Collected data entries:
────────

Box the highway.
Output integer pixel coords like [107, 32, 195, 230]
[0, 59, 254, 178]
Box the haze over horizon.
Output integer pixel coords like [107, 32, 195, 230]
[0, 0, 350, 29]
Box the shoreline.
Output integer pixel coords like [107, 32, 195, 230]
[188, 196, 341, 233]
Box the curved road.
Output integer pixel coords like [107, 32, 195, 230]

────────

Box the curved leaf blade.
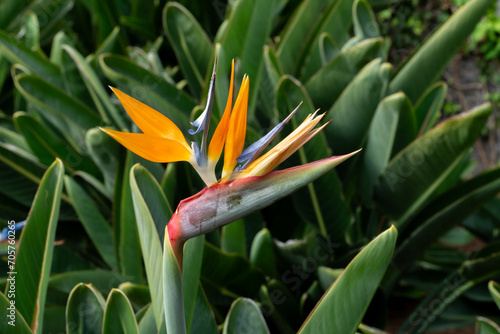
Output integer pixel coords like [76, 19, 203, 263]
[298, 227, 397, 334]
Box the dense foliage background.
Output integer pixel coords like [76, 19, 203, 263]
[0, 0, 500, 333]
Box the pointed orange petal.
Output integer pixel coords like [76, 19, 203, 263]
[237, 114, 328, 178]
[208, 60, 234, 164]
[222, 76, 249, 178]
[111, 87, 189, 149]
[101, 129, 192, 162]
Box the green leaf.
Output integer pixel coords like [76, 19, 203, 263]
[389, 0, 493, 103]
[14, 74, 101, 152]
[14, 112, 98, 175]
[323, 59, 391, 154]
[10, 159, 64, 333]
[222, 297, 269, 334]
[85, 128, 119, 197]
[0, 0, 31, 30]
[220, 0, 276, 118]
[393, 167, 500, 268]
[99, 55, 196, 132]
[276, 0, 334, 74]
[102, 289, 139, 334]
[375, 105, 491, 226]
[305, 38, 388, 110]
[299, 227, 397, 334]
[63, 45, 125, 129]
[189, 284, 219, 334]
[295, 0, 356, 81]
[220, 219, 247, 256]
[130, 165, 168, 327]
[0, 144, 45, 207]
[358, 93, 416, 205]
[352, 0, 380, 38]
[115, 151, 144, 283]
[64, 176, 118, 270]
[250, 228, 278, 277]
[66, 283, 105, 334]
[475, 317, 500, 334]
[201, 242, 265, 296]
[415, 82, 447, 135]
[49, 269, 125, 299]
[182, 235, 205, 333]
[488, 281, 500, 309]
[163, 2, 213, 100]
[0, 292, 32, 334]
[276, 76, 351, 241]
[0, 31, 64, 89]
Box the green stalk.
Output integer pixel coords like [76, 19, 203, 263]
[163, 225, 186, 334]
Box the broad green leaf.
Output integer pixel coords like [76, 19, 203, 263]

────────

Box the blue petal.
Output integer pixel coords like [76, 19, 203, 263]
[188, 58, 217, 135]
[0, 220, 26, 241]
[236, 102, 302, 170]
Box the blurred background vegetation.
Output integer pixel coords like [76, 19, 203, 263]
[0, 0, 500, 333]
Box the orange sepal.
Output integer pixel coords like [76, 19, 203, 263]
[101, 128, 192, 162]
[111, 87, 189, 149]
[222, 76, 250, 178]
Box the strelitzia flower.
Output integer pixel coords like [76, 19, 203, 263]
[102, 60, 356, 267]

────────

- _Requirements_:
Rewrite everything from the line containing "Box the orange sepal." down to and including the line containing "[102, 60, 356, 267]" as a numbered list, leaving out any blank lines.

- _Full answer_:
1. Box the orange sepal.
2. Output integer pixel coords like [76, 19, 203, 263]
3. [101, 128, 192, 162]
4. [111, 87, 189, 149]
5. [222, 76, 250, 178]
6. Box the strelitzia flower.
7. Output integer pixel coords like [76, 19, 203, 263]
8. [102, 60, 356, 267]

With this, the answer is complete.